=== 課題一覧 ===
• a. リストの最初の行から「M88 35L93 37L90」を含む行までを、「quickstart」を「tutorial」に変え、それ以外はそのままにして書き直してください。両端の行も含め、画像は入れないでください。
• b. 岸本千佳さんのインタビューの続きを、最後の文のあとから書いてください。

___ 抜粋テキスト

岸本 千佳さんインタビュー
暮らすように働く生き方で、まちを楽しむ二拠点生活。
1985年京都生まれ。2009年滋賀県立大学環境建築デザイン学科卒業後、東京の不動産ベンチャーに入社し、シェアハウスやDIY賃貸の事業立ち上げに従事。2014年、京都でaddSPICEを創業。不動産の企画から仲介、管理までを一括で引き受ける。ほか、改装OKな賃貸物件の検索サイト「DIYP KYOTO」の運営、京都への移住者を応援するプロジェクト「京都移住計画」の不動産担当として物件紹介や職住一体相談を担う。移住者へのガイドとして制作し個人ブログにアップした「もし京都が東京だったらマップ」が話題となり、『もし京都が東京だったらマップ』(イースト新書Q)として書籍化。
京都で不動産プランナーとして活躍する岸本千佳さん。不動産の企画から仲介、管理までを手がけるほか、「京都移住計画」の不動産担当として京都への移住や二拠点生活を希望する人への不動産紹介も行っています。東京で不動産ベンチャーに勤めた後、京都で独立起業。そして今年、結婚を機に京都と和歌山の二拠点生活を開始。ふたつのまちを行き来しながら、暮らすように働く岸本さんの生き方には、まちを楽しみ暮らすヒントが詰まっていました。
「暮らすように働く」を求めて京都へ移住
—岸本さんは京都で不動産プランナーとして活躍されています。不動産プランナーとは、具体的にどんなお仕事なのですか?
物件を所有するオーナーさんから建物をどう活用すればいいかという相談を受けて、建物や周辺の環境やまちの特性を考慮しながら活用プランを提案して、設計施工のコーディネートや、入居者の募集と仲介、その後の管理までを一括してひとりでやっています。
—どのような物件のご相談が多いのでしょう?
築年数が経っている木造アパートだったり、規模の大きい町家など、誰に頼んでいいか分からないような、ちょっと難ありな物件が多いかもしれません。
「古くてボロボロだから借り手がつかない」とオーナーさんが思っていても、中にはそのままでも借り手がつきそうな物件もあるので、そうした物件は私が運営している改装OKな賃貸物件検索サイト『DIYP KYOTO』や、不動産担当として携わっている『京都移住計画』のサイトで移住者向け物件として紹介することもあります。
—岸本さんは、以前は東京の不動産ベンチャー企業にお勤めでした。なぜ京都で起業なされたのですか?
私は京都の宇治市出身ですが、「いつか京都に戻りたい」といった地元愛があったわけではないんです。以前勤めていた不動産会社には、創業メンバー以外の初の社員として入社しました。創業から間もないベンチャー企業で働いていたせいか、「事業は自分たちで起こすもの」という感覚が自然と身についていたのかもしれません。シェアハウスやDIY賃貸の企画から運営管理までをひと通りやって、そろそろひとりでも規模が小さい物件だったらやっていけそうだなと考え始めて、そのとき、「あ、京都でやるのがちょうど良さそう」と思ったんです。
—小さく起業をするのに、京都がちょうど良い?

______
___ 課題用データ

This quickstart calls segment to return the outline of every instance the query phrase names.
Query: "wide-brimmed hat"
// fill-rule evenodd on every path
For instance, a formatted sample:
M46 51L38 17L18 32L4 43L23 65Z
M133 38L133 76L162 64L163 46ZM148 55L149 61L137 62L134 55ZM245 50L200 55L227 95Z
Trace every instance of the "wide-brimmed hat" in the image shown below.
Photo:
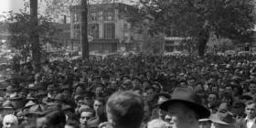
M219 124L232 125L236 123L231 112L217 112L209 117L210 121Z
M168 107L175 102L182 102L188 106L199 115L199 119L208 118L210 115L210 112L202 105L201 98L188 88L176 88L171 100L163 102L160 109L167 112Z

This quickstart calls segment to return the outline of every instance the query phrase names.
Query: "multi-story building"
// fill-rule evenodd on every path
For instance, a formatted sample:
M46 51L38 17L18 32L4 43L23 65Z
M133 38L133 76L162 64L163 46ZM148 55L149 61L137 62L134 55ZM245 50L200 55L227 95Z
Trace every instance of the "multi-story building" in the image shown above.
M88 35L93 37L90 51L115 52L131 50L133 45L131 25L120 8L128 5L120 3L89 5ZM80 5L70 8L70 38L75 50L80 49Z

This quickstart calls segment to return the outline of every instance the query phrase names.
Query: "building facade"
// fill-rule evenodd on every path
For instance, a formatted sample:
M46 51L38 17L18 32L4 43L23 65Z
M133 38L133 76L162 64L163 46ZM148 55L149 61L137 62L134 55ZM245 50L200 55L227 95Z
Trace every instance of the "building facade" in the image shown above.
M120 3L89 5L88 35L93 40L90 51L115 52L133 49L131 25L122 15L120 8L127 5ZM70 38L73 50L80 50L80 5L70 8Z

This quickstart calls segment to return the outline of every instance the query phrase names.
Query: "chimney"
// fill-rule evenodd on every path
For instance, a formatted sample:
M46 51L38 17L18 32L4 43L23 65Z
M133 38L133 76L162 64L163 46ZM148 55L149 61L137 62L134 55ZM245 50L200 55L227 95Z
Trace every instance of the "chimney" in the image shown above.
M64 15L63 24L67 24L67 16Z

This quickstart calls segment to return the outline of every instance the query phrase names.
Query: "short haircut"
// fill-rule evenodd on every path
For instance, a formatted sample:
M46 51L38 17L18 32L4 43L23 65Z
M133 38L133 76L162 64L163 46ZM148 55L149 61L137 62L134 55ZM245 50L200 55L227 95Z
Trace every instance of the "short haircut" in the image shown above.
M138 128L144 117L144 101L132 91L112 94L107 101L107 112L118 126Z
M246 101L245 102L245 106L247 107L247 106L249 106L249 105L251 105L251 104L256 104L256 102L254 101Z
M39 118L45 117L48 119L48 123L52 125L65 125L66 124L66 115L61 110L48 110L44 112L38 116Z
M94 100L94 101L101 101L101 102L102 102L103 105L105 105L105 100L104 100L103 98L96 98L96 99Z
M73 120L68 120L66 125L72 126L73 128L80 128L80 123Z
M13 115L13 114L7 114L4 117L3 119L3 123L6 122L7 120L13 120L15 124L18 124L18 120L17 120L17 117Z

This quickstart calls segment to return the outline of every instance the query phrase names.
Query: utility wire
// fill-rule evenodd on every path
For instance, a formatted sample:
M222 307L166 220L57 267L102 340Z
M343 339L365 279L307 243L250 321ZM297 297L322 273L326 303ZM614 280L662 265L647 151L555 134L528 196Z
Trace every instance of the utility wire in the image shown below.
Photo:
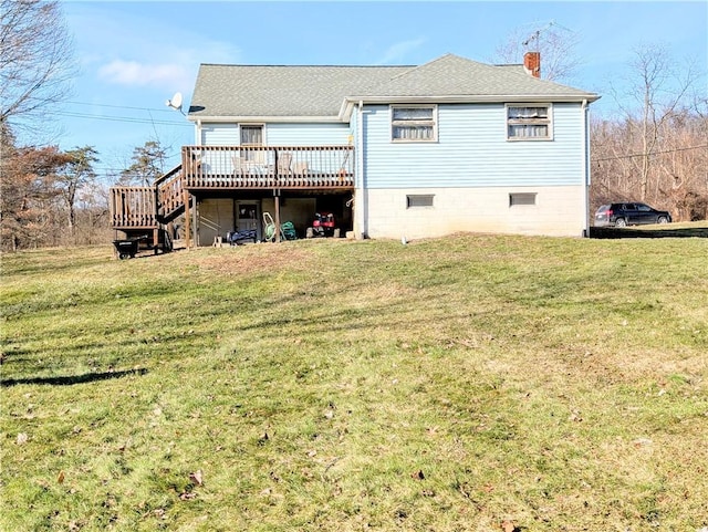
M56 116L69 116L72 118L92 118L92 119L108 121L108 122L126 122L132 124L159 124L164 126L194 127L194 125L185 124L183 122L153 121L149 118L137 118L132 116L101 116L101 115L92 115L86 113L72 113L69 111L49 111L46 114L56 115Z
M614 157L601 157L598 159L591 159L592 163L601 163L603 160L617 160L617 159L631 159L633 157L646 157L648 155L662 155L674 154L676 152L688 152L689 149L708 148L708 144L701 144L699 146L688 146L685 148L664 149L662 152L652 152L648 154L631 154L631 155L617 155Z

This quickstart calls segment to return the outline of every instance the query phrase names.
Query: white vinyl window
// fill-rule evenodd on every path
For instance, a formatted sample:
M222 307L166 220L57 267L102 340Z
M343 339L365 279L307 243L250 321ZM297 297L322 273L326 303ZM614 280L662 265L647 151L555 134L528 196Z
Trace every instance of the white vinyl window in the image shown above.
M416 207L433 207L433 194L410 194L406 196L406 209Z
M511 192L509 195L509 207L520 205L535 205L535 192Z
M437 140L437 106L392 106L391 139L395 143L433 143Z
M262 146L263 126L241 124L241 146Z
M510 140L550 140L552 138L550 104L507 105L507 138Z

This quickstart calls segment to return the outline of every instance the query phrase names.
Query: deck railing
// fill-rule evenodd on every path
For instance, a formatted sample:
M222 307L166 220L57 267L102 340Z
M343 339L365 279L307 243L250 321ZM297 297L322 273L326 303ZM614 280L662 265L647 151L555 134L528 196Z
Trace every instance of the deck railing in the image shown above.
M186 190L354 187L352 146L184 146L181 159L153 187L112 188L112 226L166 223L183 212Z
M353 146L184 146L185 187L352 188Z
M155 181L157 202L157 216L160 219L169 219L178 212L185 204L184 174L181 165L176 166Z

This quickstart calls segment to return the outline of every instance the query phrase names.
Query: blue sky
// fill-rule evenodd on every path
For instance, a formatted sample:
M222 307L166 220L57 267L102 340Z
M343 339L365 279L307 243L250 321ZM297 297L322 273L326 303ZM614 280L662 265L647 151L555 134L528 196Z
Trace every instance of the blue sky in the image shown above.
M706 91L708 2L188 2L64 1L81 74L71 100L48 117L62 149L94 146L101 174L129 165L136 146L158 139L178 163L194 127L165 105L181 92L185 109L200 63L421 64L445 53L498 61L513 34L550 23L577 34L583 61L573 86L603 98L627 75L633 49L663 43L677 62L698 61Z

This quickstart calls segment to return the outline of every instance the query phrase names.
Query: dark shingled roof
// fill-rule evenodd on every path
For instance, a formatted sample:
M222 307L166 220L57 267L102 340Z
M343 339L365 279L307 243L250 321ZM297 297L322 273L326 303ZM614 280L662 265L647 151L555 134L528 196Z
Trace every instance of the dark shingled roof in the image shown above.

______

=== 課題ごとの解答 ===
• a.
This tutorial calls segment to return the outline of every instance the query phrase names.
Query: "wide-brimmed hat"
// fill-rule evenodd on every path
For instance, a formatted sample:
M46 51L38 17L18 32L4 43L23 65Z
M133 38L133 76L162 64L163 46ZM148 55L149 61L137 62L134 55ZM245 50L200 55L227 95Z
Trace every instance of the "wide-brimmed hat" in the image shown below.
Photo:
M219 124L232 125L236 123L231 112L217 112L209 117L210 121Z
M168 107L175 102L182 102L188 106L199 115L199 119L208 118L210 115L210 112L202 105L201 98L188 88L176 88L171 100L163 102L160 109L167 112Z

This tutorial calls segment to return the outline of every instance the query phrase names.
Query: "multi-story building"
// fill-rule evenodd on every path
For instance, a formatted sample:
M46 51L38 17L18 32L4 43L23 65Z
M133 38L133 76L162 64L163 46ZM148 55L149 61L137 62L134 55ZM245 50L200 55L227 95Z
Trace every instance of the "multi-story building" in the image shown above.
M88 35L93 37L90 51L115 52L131 50L133 45L131 25L120 8L128 5L120 3L89 5ZM80 5L70 8L70 38L75 50L80 49Z

• b.
東京には、同じフィールドに立つプレイヤーがすでにたくさんいたんですよね。でも京都は、東京に比べたらまだまだそういった不動産活用のプランニングができるプレイヤーが少なくて、ニーズがありそうな京都なら、独立して自分のやりたい仕事をやっていけるかなと思ったんです。
『京都移住計画』代表の田村と私とで行っている「職住一体相談会」という個別相談に来られる方たちも、自営で働くという前提の人が多いですね。30代40代のご夫婦やファミリーで飲食店をやりたいという人も多いし、シングルの女性で雑貨店をやりたいとか、あと二、三年で今の仕事をリタイヤして緩やかに働きながら京都に暮らしたいという方もいます。
—京都のまちは、自分のペースで働きやすいということでしょうか。
京都は昔から職人さんやお店など、職住一体をしている人がたくさんいるからかもしれません。働くことと住むことが分離されていないので、自分のペースで暮らすことができそうなところが、京都への移住を希望する人たちにとって魅力的なんだと思います。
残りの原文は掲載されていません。